◆ Bloc de texte
L’ENA : symbole d’une méritocratie fictive

« Il faut supprimer l’ENA », avait déclaré le président Macron lors de la grande conférence de presse (avril 2019) intervenue à l’issue du grand débat national consécutif à la crise des gilets jaunes. Finalement, le chef de l’Etat est revenu sur sa propre décision : la « suppression » de l’Ecole Nationale d’Administration n’est plus à l’ordre du jour. Pourquoi pas … Reste que le dispositif annoncé de création de nouvelles classes prépas pour les étudiants boursiers est loin de pouvoir traduire en acte l’exigence d’égalité des chances prônée par le discours présidentiel. La réalité est cruelle : notre système scolaire, en général, et l’accès aux grandes écoles, en particulier, sont des machines de reproduction des inégalités. Une situation qui érige la méritocratie en fiction républicaine.

 

Depuis sa création, en 1945, l’ENA s’est imposée comme une Grande Ecole de la République qui forme des hauts fonctionnaires compétents. Sa suppression est l’une des réponses d’Emmanuel Macron à la crise des « gilets jaunes ». Quel rapport entre cette noble institution et ce mouvement historique ? L’ENA est-elle la victime expiatoire de la montée du « discours populiste anti-élite » ? Le geste présidentiel semble relever en effet d’une forme de facilité teintée de démagogie. Pourtant, l’ENA symbolise bel et bien le rapport problématique de notre République avec l’un de ses fondements : l’égalité.

◆ Consignes
- A) Traduisez en anglais la phrase suivante du texte sur l’ENA ci-dessus : « La réalité est cruelle : notre système scolaire, en général, et l’accès aux grandes écoles, en particulier, sont des machines de reproduction des inégalités. »
- B) Reprenez le texte sur l’ENA à partir de sa dernière phrase et rédigez-en la suite.

◆ Segment de données
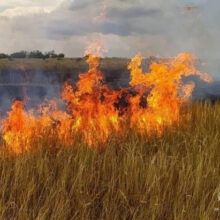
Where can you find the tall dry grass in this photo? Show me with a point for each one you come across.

◆ Réponses attendues
- A) The reality is harsh: our school system in general, and access to the grandes écoles in particular, are machines for reproducing inequality.

- B)
 

Le mode de recrutement et de formation de l’ENA cristallisent les maux de notre République : une concentration des pouvoirs aux mains d’une caste solidaire, l’endogamie d’une élite qui cultive l’entre-soi, un conservatisme social et intellectuel, l’altération du sens du service public et de l’Etat qu’illustre la montée du phénomène de pantouflage, etc. Si ces griefs méritent d’être nuancés, les critiques les plus acerbes à l’encontre de l’ENA sont souvent partagés par nombre d’énarques. Ainsi, déjà en 1967, Jean-Pierre Chevènement (promotion Stendhal 1963-1965) voyait en eux « Les mandarins de la société bourgeoise », titre de son fameux essai aux accents pamphlétaires … Il convient donc de se saisir du sujet avec sérieux pour éviter que la réforme annoncée de cette institution sclérosée n’aboutisse à la création d’une « ENA bis » déconnectée du corps social qu’elle est censée servir.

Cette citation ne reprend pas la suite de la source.